List every line of the items that contains the word "white", matching case exactly.

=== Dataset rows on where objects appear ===
---

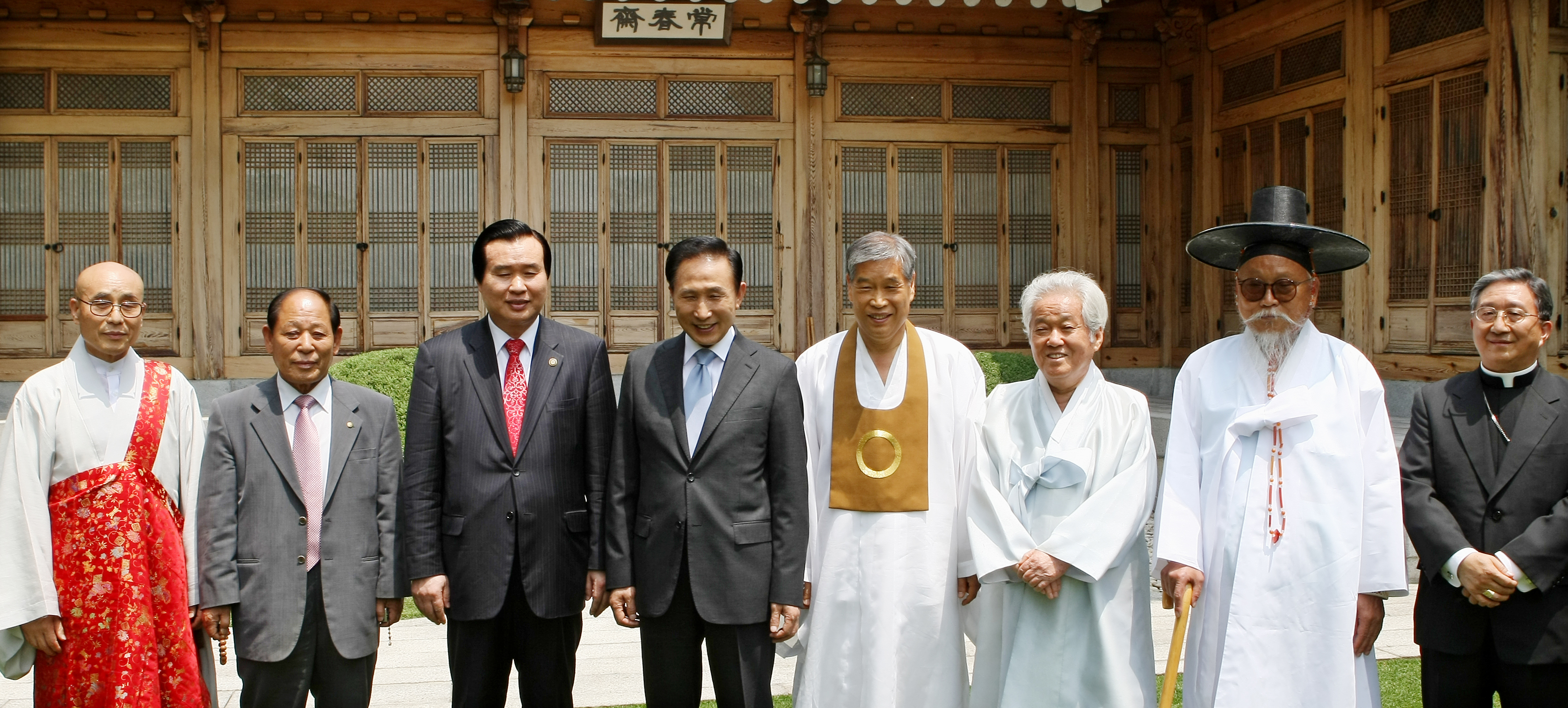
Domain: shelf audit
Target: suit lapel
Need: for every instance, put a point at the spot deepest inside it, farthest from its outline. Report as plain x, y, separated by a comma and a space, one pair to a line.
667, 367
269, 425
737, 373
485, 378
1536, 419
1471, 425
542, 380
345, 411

---

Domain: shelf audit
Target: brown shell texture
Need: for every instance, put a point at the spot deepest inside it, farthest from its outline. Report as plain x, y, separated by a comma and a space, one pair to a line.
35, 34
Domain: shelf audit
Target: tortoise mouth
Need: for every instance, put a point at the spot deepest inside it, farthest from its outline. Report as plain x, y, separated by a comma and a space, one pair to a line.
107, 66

---

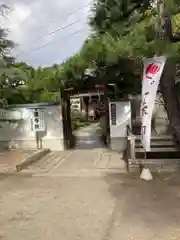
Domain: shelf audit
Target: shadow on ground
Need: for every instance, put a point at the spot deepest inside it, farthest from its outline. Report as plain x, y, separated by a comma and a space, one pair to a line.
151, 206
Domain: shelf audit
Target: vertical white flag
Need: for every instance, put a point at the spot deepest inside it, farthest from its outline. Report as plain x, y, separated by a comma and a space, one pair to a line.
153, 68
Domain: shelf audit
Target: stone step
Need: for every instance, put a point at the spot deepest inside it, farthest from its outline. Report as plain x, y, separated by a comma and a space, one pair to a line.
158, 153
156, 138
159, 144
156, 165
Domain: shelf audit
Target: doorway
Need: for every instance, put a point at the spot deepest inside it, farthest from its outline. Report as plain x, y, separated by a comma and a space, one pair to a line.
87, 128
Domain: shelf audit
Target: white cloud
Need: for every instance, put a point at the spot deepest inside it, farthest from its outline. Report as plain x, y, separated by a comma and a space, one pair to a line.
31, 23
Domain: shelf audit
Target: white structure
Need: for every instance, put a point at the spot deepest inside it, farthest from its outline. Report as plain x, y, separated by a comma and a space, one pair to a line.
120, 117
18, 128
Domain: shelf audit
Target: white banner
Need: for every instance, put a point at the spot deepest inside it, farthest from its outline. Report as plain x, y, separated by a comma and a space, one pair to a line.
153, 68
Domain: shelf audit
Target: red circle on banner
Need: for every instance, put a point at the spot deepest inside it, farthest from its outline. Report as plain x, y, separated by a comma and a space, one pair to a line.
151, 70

---

=== Output ===
Target: vertical white flag
Target: white cloud
Target: white structure
Target: white banner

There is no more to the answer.